> [Problem to solve]:
Search term "below": copy each line of the records that contains it.

————————

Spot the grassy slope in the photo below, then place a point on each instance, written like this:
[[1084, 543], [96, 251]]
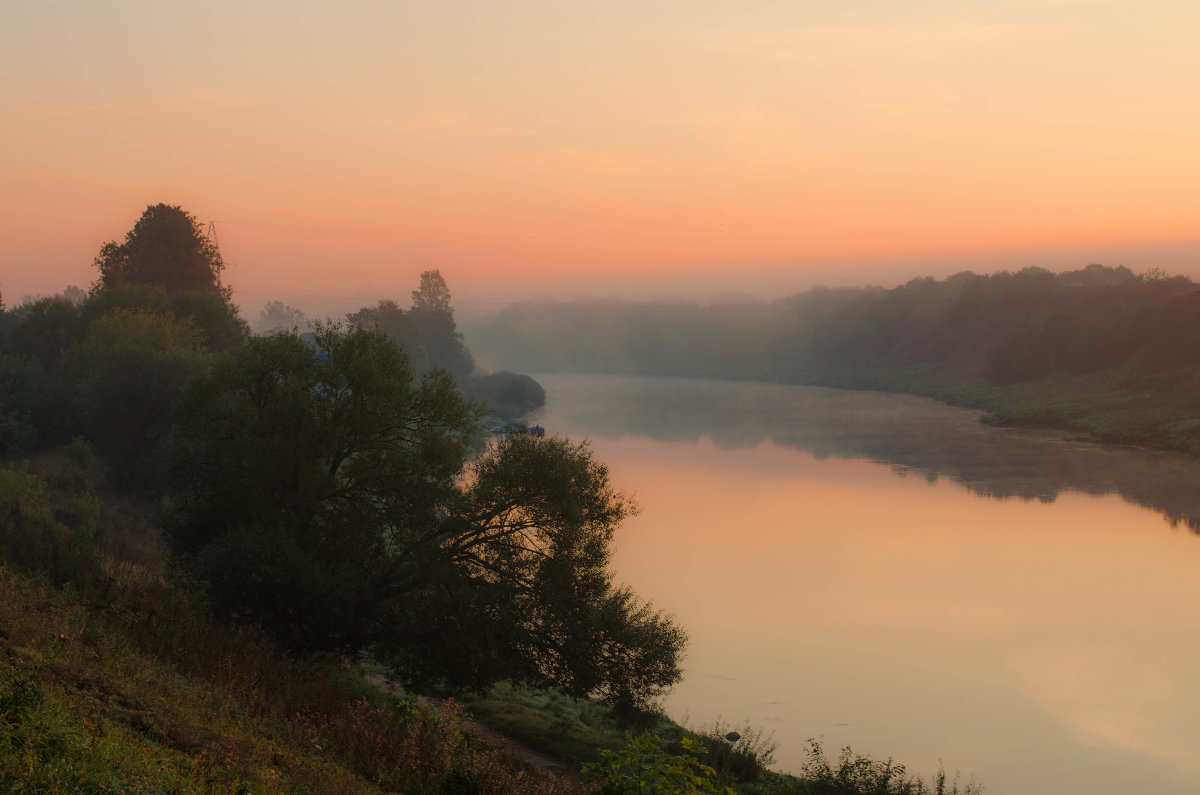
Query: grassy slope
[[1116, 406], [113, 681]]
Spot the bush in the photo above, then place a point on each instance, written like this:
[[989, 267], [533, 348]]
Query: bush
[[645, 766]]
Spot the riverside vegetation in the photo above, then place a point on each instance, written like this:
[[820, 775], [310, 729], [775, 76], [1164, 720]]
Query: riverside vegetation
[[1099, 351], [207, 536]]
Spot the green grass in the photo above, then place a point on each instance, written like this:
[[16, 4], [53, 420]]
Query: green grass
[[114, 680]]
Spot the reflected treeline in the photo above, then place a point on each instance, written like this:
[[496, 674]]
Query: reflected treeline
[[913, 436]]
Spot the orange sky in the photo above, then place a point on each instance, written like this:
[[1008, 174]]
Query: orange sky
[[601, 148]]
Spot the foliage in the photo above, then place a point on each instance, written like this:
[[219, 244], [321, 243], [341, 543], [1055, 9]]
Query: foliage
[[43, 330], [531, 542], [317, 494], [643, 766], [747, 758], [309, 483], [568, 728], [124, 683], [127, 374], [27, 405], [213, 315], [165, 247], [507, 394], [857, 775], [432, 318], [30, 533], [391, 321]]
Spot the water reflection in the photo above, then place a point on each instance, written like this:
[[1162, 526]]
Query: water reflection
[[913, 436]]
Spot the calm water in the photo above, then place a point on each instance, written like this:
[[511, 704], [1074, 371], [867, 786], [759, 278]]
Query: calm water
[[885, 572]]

————————

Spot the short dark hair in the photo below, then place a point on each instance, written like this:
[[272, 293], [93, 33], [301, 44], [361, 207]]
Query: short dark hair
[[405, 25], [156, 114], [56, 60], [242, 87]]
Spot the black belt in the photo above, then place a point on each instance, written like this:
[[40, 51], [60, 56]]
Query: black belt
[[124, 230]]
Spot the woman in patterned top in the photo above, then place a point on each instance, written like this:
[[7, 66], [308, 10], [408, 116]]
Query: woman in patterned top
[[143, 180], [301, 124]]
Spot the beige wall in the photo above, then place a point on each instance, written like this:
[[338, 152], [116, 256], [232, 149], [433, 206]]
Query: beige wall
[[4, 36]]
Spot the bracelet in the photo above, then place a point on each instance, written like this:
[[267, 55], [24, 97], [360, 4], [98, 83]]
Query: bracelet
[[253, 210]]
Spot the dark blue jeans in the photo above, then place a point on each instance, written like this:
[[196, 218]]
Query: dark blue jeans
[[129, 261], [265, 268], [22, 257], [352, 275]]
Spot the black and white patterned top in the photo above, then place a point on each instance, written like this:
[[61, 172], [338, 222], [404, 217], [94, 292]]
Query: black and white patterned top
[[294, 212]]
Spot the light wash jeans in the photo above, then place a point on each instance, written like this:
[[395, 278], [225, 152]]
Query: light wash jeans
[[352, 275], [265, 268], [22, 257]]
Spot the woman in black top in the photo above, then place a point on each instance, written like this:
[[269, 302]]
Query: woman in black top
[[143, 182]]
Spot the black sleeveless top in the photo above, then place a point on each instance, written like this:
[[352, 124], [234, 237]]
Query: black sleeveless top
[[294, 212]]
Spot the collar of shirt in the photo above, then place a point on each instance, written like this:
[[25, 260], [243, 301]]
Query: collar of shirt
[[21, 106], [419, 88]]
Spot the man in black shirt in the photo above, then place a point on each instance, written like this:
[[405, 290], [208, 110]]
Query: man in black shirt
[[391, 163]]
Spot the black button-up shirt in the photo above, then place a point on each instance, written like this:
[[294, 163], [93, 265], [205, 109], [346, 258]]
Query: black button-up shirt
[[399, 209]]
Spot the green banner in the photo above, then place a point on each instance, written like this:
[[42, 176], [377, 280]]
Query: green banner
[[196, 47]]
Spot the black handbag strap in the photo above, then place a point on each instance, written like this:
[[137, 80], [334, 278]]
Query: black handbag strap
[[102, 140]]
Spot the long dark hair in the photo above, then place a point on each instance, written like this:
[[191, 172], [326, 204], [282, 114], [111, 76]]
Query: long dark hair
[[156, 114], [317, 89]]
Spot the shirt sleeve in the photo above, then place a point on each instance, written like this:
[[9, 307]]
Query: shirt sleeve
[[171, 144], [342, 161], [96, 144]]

————————

> [Exercise result]:
Spot the grassy slope in the photo below, then place a point on each instance, written like this:
Spot the short dark hair in the photo below, then place a point on each instance, written like this:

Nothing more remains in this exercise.